[What you are asked to do] Retype every entry below without pictures.

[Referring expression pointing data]
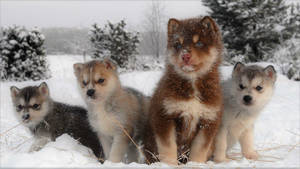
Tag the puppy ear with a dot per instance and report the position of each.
(43, 88)
(237, 68)
(109, 64)
(173, 25)
(209, 24)
(14, 91)
(77, 67)
(270, 72)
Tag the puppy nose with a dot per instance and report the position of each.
(90, 92)
(186, 57)
(247, 99)
(25, 116)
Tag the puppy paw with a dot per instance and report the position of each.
(253, 155)
(220, 160)
(34, 148)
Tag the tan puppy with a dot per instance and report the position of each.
(245, 95)
(111, 108)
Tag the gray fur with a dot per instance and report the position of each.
(55, 119)
(238, 117)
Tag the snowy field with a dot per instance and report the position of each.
(277, 131)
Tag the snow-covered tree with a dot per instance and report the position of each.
(154, 35)
(22, 55)
(251, 28)
(115, 42)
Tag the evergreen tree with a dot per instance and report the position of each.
(252, 28)
(115, 42)
(22, 55)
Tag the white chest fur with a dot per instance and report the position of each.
(102, 122)
(192, 110)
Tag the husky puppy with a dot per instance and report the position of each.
(185, 110)
(47, 119)
(113, 111)
(245, 95)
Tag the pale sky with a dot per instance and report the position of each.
(83, 13)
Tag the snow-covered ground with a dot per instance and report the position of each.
(277, 131)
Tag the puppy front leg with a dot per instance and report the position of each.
(167, 146)
(202, 143)
(106, 145)
(118, 148)
(247, 145)
(39, 143)
(221, 146)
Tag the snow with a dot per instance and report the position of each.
(277, 131)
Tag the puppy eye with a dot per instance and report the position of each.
(36, 106)
(199, 44)
(84, 83)
(19, 107)
(242, 87)
(177, 46)
(258, 88)
(100, 81)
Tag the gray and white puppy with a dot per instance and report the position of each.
(245, 95)
(47, 119)
(114, 111)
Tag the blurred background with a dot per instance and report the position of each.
(133, 33)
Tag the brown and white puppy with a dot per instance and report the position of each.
(245, 95)
(112, 109)
(185, 110)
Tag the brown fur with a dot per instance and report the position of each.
(179, 85)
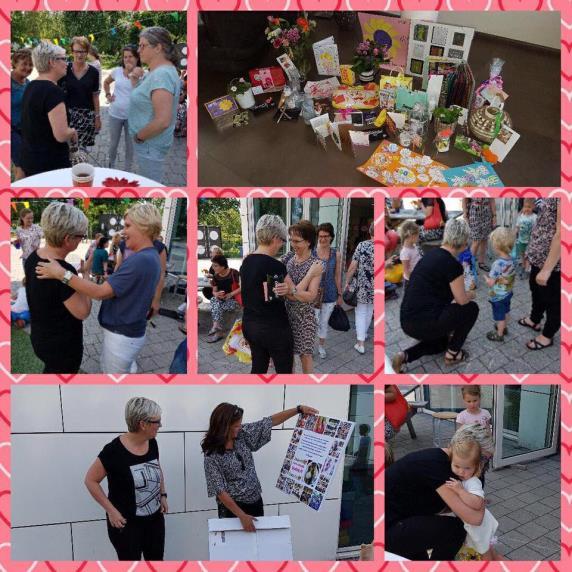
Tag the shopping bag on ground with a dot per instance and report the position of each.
(339, 320)
(236, 344)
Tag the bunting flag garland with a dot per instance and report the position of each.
(138, 24)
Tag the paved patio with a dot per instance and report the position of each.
(524, 498)
(510, 356)
(341, 357)
(161, 343)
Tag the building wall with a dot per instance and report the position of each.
(59, 430)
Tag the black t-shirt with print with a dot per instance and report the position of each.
(429, 290)
(134, 481)
(253, 272)
(53, 326)
(411, 484)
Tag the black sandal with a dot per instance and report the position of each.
(537, 345)
(535, 327)
(455, 359)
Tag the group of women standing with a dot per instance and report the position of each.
(137, 499)
(61, 106)
(287, 303)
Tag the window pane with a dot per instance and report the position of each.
(356, 518)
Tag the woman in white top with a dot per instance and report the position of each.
(119, 104)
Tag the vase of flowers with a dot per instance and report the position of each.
(241, 90)
(369, 55)
(292, 39)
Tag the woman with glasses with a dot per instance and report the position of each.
(81, 85)
(127, 295)
(154, 101)
(56, 309)
(264, 284)
(44, 123)
(229, 466)
(137, 500)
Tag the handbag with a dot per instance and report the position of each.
(339, 320)
(396, 411)
(350, 294)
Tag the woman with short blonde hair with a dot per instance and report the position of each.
(56, 309)
(427, 312)
(129, 293)
(45, 129)
(137, 499)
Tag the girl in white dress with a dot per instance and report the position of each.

[Response to this task]
Tag the puppy ear with a dot per instance and report the position of each.
(43, 88)
(237, 68)
(109, 64)
(173, 25)
(209, 24)
(14, 91)
(77, 67)
(270, 72)
Tag the puppy nose with a dot per instance and report the position of each.
(90, 92)
(186, 57)
(247, 99)
(25, 116)
Tag the puppy paw with a dot per instance and report the position of each.
(253, 155)
(220, 160)
(34, 148)
Tag the tan puppy with a dot per instance and report the position of each.
(245, 95)
(111, 108)
Tag the gray fur with a dot per instance and report the position of each.
(55, 119)
(238, 117)
Tag the snowy field with a dot per instance and report the position of each.
(277, 131)
Tag the snow-covered tree with a dot per instance and report the position of each.
(154, 35)
(22, 55)
(251, 28)
(115, 42)
Tag the evergreen tree with a dot per instance and report the position of each.
(252, 28)
(115, 42)
(22, 55)
Tag the white chest fur with a dot per instance and report the position of each.
(102, 122)
(192, 110)
Tag the husky puppy with a dot per instance and report the position of each.
(185, 110)
(47, 119)
(113, 111)
(245, 95)
Tag the pale sky with a dot per instance and report the position of each.
(83, 13)
Tag the snow-covered ground with a dot per instance and report the position of each.
(277, 131)
Tag the puppy front leg with a dot per instance and report the position of each.
(167, 146)
(202, 143)
(106, 145)
(118, 148)
(247, 145)
(39, 143)
(221, 146)
Tag the snow with a dot per instance and report the position of each.
(277, 131)
Tag the puppy eye with a dot per instance and report the position of each.
(36, 106)
(199, 44)
(84, 83)
(19, 107)
(242, 87)
(177, 46)
(258, 88)
(100, 81)
Tag the gray and white puppy with a dot per instance and report the position of each.
(245, 95)
(47, 119)
(114, 111)
Tag the blurred background with a dot per instance and report the position of each.
(133, 33)
Tag the brown and white puppy with a dot per instance and report the position of each.
(245, 95)
(112, 109)
(185, 110)
Tag the brown fur with a dot per instance and report the position of each.
(179, 85)
Tag the shopping bag on ground with a dot per instance and report the position of each.
(339, 320)
(236, 344)
Tag the bunting flag garland with a dot per instance and report the position of each.
(138, 24)
Tag the paved patio with a dot per instance and report the position of each.
(524, 498)
(510, 356)
(341, 357)
(161, 343)
Tag the building wall with a dot per instance and report the position of each.
(59, 430)
Tag the black t-shirt with print with a dot per instance and report the position of each.
(429, 290)
(134, 481)
(253, 272)
(53, 326)
(411, 484)
Tag the black sandal with a dot per instance and report the position of each.
(537, 345)
(535, 327)
(455, 359)
Tag the group of women standing with a dot per instance and report the position of each.
(137, 499)
(61, 106)
(287, 303)
Tag the window pane with a dot per instance and report the position of each.
(356, 518)
Tag the woman in white top with a dot per instance and report the position of each.
(119, 104)
Tag the vase of flowers with a dot per instance and report the position of each.
(241, 90)
(369, 55)
(292, 39)
Tag the woman with glasses with a dot per instance and report the position of each.
(81, 85)
(127, 295)
(154, 101)
(56, 309)
(264, 284)
(44, 123)
(229, 466)
(137, 500)
Tag the handbag with a dot per instance and report the position of each.
(339, 320)
(396, 411)
(350, 294)
Tag the woman with short blonde hair with a dot per instance and report the position of each.
(56, 309)
(427, 312)
(129, 293)
(45, 129)
(137, 499)
Tag the girl in white dress with a dot per instance and report the position of each.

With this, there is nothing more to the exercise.